* **Request 1**: In the garbage collection bug report, what destruction time per element was measured for a size of 1000000?
* **Request 2**: Carry on the garbage collection bug report, beginning after its last sentence.

[Python-bugs-list] [ python-Bugs-477963 ] Bad gc performance

noreply@sourceforge.net noreply@sourceforge.net
Sun, 04 Nov 2001 14:16:25 -0800


Bugs item #477963, was opened at 2001-11-04 02:35
You can respond by visiting: 
http://sourceforge.net/tracker/?func=detail&atid=105470&aid=477963&group_id=5470

Category: Python Interpreter Core
Group: None
>Status: Closed
>Resolution: Wont Fix
Priority: 5
Submitted By: Roeland Rengelink (rengelink)
>Assigned to: Tim Peters (tim_one)
Summary: Bad gc performance

Initial Comment:
The attached program demonstrates bad (maybe O(n**2))
performance of the gc when collecting garbage

The program first creates a dictionary d with N
7-character keys referring a unique integer (2N
objects) the dictionary is then set to None. The
program times the creation of the dictionary (in
micro-sec/item) and then the time it takes to execute
d=None also expressed in (usec/item). Results are the
following:

(Python2.2b1, default conf, Linux 2.2.14, Suse 6.2)

~>python timing.py 
size:   10000, creation: 33.67 (usec/elem),
destruction:  1.59 (usec/elem)
size:   20000, creation: 33.18 (usec/elem),
destruction:  1.67 (usec/elem)
size:   50000, creation: 35.48 (usec/elem),
destruction:  1.83 (usec/elem)
size:  100000, creation: 34.81 (usec/elem),
destruction:  2.01 (usec/elem)
size:  200000, creation: 34.63 (usec/elem),
destruction:  2.50 (usec/elem)
size:  400000, creation: 35.12 (usec/elem),
destruction:  3.89 (usec/elem)
size:  600000, creation: 34.16 (usec/elem),
destruction:  6.07 (usec/elem)
size:  800000, creation: 34.90 (usec/elem),
destruction:  8.10 (usec/elem)
size: 1000000, creation: 34.53 (usec/elem),
destruction: 11.14 (usec/elem)

This test does not exceed main memory (128M) on my
machine and CPU utilization remains 95+% throughout. If
the test is extended to 2000000 objects on my machine
(requires VM) gc leads to an extended period of
disk-thrashing (CPU at 1%) requiring many minutes to
clean up the garbage.

A similar problem was reported by Fred in

http://mail.python.org/pipermail/python-list/2001-November/070667.html

I'm not sure if this is a bug. My naive expectation is
that cleanup should be O(n), but then I don't really
kmow what the gc is up to.

* **Dataset extract**:
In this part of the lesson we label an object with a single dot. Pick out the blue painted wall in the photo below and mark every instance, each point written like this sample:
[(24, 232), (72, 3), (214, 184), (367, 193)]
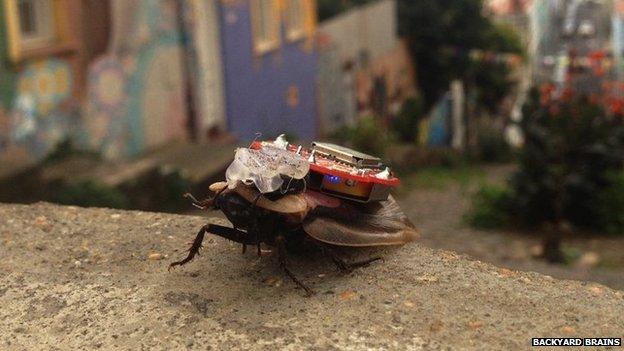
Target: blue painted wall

* **Expected output 1**: 11.14 microseconds per element

* **Expected output 2**:
Let me know if you need more info

Roeland

----------------------------------------------------------------------

>Comment By: Tim Peters (tim_one)
Date: 2001-11-04 14:16

Message:
Logged In: YES 
user_id=31435

My c.l.py response:

"""
[Roeland Rengelink]
> I'm pretty sure this is a problem with the garbage 
collector, I did some
> measurements showing bad (O(n**2)) performance when 
collecting large
> numbers of objects at once (as happens when your dicts 
are deleted at
> the end of your program). I filed a bug report (#477963) 
on it. See:
> 
> <http://sourceforge.net/tracker/index.php?
func=detail&aid=477963&group_id=5470&atid=105470>
>
> for more details

I expect you're just measuring your platform's cache 
performance.  Here's the output from running on a Win98SE 
box w/ 256MB RAM (I'll leave out the creation times because 
they aren't interesting; note too that time.time() on 
Windows has poor precision, so the numbers are mostly 
nonsense for the smallest dicts):

size:   10000, destruction:  0.00 (usec/elem)
size:   20000, destruction:  2.50 (usec/elem)
size:   50000, destruction:  1.20 (usec/elem)
size:  100000, destruction:  1.10 (usec/elem)
size:  200000, destruction:  1.10 (usec/elem)
size:  400000, destruction:  1.25 (usec/elem)
size:  600000, destruction:  1.37 (usec/elem)
size:  800000, destruction:  1.45 (usec/elem)
size: 1000000, destruction:  1.54 (usec/elem)

So buy more RAM <0.5 wink>.

This is the code that deallocates dicts:

	for (ep = mp->ma_table; fill > 0; ep++) {
		if (ep->me_key) {
			--fill;
			Py_DECREF(ep->me_key);
			Py_XDECREF(ep->me_value);
		}
	}

That is, it's a single scan over the key+value pairs, 
decrementing the refcounts on each.  Note that while a left-
to-right scan of the container is cache-friendly, dicts 
work hard to "randomize" the offsets at which keys are 
stored, so the memory pointed to *by* ep->me_key 
(containing your string objects) has no useful relation to 
the order in which you created your string objects:  you're 
going to get mountains of cache misses during deallocation.

It's a mystery why deallocation takes so much longer than 
allocation when things go bad (look at it:  the 
deallocation code is dead simple).  I tracked down one of 
those long ago in hideous detail, and it turned out to be 
due to the platform free() trashing like mad trying to 
coalesce adjacent free'd areas.  I suspect every platform 
has its own tale of woe to relate here.
"""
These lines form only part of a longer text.